* _The exercise_:
Give only the number of lines in the material below that contain the string "flower", counting a match only when the case is identical.

* _Data extract_:
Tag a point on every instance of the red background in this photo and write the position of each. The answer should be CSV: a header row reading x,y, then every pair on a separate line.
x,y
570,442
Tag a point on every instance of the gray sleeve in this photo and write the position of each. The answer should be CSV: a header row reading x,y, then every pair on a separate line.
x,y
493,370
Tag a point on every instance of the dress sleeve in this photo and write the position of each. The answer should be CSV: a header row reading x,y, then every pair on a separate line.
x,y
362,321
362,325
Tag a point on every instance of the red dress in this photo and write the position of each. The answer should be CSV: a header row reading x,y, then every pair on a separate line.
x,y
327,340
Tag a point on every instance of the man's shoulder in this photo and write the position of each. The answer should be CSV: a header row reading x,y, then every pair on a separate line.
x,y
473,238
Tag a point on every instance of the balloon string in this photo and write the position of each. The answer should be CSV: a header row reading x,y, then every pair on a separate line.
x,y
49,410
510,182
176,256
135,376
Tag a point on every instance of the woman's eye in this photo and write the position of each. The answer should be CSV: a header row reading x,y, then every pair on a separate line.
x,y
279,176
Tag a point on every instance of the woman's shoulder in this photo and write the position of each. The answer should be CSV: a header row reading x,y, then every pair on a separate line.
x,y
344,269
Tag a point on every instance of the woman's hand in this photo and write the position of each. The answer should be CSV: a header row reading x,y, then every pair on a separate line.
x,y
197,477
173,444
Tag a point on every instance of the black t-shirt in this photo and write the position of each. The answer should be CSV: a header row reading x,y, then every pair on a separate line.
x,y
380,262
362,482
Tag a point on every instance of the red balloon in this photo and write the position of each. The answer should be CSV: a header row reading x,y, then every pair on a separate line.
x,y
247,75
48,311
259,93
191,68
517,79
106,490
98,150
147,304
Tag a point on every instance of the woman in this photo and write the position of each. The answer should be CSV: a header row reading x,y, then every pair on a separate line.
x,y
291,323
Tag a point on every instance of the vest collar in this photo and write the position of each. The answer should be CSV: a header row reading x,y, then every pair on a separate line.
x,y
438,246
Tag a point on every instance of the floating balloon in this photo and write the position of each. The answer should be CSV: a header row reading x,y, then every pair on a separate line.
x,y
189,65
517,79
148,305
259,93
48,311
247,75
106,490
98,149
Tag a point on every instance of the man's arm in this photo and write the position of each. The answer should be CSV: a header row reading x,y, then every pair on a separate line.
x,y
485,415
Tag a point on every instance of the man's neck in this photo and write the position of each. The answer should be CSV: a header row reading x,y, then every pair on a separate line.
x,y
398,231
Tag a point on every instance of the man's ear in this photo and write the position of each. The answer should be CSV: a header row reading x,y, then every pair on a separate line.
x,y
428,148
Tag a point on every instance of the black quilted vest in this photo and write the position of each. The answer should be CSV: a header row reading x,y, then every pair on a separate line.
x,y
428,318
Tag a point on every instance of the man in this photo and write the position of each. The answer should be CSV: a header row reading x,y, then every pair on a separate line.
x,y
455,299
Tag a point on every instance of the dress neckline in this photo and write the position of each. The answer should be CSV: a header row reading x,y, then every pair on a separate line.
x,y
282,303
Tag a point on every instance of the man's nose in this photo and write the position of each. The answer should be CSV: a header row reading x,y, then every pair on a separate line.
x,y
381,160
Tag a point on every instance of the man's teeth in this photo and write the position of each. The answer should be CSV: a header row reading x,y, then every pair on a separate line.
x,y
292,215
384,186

--

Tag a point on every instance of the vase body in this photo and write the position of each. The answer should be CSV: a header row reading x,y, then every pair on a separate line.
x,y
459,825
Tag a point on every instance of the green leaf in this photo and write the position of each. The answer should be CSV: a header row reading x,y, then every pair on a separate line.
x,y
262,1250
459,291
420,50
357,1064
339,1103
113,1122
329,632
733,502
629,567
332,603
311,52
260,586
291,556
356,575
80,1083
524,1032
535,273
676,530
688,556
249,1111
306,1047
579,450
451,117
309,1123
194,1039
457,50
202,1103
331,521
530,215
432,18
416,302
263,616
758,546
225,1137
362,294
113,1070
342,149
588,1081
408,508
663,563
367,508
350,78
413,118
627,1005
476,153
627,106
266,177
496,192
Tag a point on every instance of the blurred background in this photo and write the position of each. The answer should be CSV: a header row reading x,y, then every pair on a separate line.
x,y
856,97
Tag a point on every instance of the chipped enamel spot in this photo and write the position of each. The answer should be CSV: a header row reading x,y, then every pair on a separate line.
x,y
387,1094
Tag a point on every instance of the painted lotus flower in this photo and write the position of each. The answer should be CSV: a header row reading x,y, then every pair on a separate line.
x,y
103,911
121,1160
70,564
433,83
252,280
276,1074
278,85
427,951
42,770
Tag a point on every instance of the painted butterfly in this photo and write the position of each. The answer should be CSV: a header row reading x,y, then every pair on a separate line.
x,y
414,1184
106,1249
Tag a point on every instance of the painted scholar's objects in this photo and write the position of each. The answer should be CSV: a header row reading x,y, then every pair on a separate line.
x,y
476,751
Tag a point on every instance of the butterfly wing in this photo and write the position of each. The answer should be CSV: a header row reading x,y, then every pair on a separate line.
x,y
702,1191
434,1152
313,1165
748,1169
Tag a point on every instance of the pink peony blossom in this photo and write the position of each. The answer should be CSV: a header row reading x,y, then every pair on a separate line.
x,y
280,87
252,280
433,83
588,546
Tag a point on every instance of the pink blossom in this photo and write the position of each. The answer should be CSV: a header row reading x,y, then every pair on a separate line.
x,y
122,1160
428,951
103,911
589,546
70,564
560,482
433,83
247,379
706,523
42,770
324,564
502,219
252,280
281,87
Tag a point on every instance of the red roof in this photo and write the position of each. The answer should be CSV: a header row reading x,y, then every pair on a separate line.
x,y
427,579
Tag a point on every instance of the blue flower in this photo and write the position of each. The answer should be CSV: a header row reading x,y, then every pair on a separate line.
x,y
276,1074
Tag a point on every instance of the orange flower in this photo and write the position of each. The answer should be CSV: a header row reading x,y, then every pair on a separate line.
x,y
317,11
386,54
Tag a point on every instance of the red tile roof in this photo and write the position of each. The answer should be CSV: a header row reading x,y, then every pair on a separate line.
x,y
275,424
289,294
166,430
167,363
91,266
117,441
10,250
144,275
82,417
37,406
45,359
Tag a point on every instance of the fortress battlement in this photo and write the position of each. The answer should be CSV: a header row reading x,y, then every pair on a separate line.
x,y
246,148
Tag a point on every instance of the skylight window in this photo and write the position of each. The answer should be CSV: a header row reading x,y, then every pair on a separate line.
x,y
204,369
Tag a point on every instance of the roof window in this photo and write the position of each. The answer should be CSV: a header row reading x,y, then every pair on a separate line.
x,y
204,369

* _Exercise result_:
3